■ Records provided
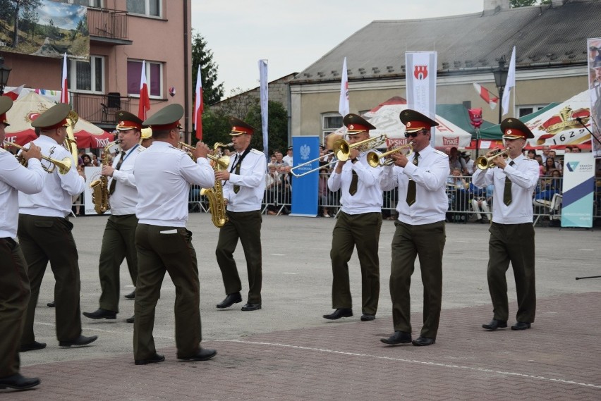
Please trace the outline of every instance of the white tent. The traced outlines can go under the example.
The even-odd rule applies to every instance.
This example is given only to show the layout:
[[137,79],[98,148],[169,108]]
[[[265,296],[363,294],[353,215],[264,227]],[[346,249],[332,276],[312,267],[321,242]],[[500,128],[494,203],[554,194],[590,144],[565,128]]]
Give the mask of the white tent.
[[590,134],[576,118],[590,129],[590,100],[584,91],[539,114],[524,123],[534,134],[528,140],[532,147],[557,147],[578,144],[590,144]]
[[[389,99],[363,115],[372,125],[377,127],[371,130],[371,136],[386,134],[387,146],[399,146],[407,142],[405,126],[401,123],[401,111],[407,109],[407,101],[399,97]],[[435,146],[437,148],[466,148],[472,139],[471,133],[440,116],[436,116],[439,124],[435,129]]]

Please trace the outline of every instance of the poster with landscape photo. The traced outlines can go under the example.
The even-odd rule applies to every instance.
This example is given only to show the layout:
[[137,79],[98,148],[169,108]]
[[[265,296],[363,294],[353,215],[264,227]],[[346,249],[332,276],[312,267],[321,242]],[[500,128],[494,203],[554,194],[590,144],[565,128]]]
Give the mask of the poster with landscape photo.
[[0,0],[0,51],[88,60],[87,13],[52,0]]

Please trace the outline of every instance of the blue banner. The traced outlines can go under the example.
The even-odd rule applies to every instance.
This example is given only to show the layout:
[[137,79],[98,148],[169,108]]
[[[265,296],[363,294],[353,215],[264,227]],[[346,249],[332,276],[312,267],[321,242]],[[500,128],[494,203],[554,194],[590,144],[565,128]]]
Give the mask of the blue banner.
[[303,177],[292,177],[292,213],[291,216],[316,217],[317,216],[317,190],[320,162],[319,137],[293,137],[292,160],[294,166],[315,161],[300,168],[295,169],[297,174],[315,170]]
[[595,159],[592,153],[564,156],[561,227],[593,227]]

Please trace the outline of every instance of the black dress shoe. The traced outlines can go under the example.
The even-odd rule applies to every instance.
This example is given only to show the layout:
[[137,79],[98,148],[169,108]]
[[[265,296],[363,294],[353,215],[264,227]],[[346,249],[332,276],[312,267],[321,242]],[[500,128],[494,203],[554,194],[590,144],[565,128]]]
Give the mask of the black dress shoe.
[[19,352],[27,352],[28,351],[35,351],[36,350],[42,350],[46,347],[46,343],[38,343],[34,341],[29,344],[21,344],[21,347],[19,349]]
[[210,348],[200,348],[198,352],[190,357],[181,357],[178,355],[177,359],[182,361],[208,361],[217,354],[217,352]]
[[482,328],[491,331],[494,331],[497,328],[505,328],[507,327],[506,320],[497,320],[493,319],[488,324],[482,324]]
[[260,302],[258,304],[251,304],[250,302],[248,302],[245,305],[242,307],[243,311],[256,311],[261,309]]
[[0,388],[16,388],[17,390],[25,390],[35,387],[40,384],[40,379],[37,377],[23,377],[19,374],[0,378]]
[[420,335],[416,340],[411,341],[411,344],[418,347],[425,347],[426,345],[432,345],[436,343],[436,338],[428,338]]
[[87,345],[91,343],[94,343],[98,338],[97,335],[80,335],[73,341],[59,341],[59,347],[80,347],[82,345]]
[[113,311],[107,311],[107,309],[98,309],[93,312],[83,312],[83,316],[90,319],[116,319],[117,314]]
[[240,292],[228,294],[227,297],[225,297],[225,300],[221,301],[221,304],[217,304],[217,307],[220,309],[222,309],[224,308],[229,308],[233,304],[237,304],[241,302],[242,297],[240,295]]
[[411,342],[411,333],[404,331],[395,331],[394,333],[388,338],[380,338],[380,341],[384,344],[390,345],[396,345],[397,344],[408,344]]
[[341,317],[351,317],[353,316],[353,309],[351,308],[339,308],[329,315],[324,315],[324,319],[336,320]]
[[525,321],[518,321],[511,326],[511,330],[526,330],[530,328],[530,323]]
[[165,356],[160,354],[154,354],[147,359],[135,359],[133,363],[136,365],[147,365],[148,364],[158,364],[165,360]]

...

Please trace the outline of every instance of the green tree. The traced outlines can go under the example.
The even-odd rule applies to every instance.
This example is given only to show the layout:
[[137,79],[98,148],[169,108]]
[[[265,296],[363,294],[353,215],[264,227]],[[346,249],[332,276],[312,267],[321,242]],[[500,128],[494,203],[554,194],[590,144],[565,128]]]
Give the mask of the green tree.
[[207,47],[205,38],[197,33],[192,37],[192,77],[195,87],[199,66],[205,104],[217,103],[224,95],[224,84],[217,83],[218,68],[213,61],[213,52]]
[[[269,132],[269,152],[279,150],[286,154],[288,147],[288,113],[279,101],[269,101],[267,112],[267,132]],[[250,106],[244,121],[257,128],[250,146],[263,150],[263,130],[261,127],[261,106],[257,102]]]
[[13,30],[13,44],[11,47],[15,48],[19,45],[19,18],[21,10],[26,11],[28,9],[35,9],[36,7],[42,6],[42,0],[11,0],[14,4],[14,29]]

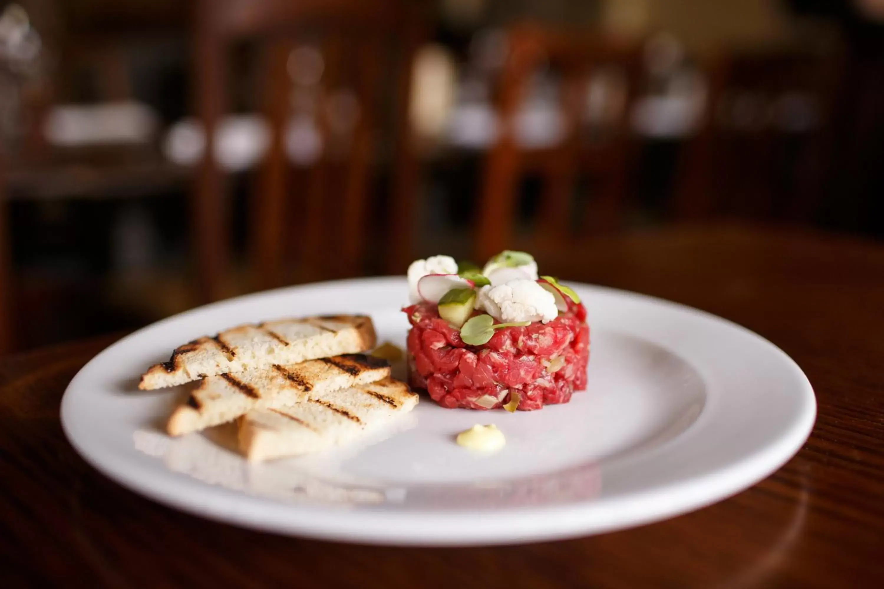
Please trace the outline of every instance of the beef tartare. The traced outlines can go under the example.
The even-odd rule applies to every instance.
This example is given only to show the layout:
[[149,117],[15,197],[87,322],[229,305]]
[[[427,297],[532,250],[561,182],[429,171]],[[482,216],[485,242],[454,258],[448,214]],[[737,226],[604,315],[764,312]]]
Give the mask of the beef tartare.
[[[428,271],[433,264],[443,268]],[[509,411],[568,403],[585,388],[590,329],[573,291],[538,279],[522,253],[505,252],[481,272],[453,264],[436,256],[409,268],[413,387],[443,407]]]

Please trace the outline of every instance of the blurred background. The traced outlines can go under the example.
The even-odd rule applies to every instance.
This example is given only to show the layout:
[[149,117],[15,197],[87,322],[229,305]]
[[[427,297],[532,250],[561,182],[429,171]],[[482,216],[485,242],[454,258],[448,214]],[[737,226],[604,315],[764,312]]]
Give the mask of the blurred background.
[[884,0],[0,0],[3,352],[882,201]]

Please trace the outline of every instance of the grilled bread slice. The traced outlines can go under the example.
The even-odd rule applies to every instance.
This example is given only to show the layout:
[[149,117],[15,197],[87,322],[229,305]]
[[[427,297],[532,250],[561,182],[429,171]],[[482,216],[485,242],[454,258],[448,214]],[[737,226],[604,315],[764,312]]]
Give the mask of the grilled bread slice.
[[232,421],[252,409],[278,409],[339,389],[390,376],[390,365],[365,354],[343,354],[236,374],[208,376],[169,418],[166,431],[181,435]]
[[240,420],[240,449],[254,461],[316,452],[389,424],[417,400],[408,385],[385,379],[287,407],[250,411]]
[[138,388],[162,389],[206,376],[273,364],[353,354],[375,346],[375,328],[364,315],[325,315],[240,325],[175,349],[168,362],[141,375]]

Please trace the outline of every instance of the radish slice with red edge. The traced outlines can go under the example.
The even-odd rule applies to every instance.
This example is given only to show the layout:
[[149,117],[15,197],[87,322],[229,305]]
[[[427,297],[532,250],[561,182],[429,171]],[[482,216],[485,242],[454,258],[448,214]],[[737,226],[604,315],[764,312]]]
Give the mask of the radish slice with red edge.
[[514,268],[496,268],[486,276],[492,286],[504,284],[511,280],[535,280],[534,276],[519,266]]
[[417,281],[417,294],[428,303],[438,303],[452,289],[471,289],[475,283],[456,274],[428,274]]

■ Exercise aim
Recast the part of the data that opens with the line containing "Please trace the outline of every instance of the white" and closes with the line containing "[[0,0],[0,51],[88,60],[87,13],[52,0]]" as a Markdown table with the columns Row and Data line. Number each line in order and leave out blank lines.

■ Result
| Row | Data line |
|---|---|
| 1 | Please trace the outline of every instance of the white tent. The traced outlines can go under the example. |
| 2 | The even-odd rule applies to every instance. |
| 3 | This example is given only to show the layout: |
| 4 | [[137,79],[98,148],[169,108]] |
| 5 | [[[265,296],[363,294],[353,215],[264,227]],[[346,249],[332,276],[312,267],[321,242]],[[500,128],[494,203],[554,194],[590,144],[565,128]]] |
| 6 | Give the mask of the white tent. |
| 7 | [[590,134],[576,118],[590,129],[590,100],[584,91],[539,114],[524,123],[534,134],[528,140],[532,147],[557,147],[578,144],[590,144]] |
| 8 | [[[389,99],[363,115],[372,125],[377,127],[371,130],[371,136],[386,134],[387,146],[399,146],[407,142],[405,126],[401,123],[401,111],[407,109],[407,101],[399,97]],[[435,146],[437,148],[466,148],[472,139],[471,133],[440,116],[436,116],[439,124],[435,129]]] |
| 9 | Please trace the outline of every instance of the poster with landscape photo. The traced outlines can go under the example. |
| 10 | The even-odd rule applies to every instance. |
| 11 | This example is given only to show the layout: |
| 12 | [[137,79],[98,148],[169,108]] |
| 13 | [[[265,296],[363,294],[353,215],[264,227]],[[346,249],[332,276],[312,267],[321,242]],[[500,128],[494,203],[554,194],[590,144],[565,128]]] |
| 14 | Give the mask of the poster with landscape photo. |
| 15 | [[0,0],[0,51],[88,60],[87,13],[52,0]] |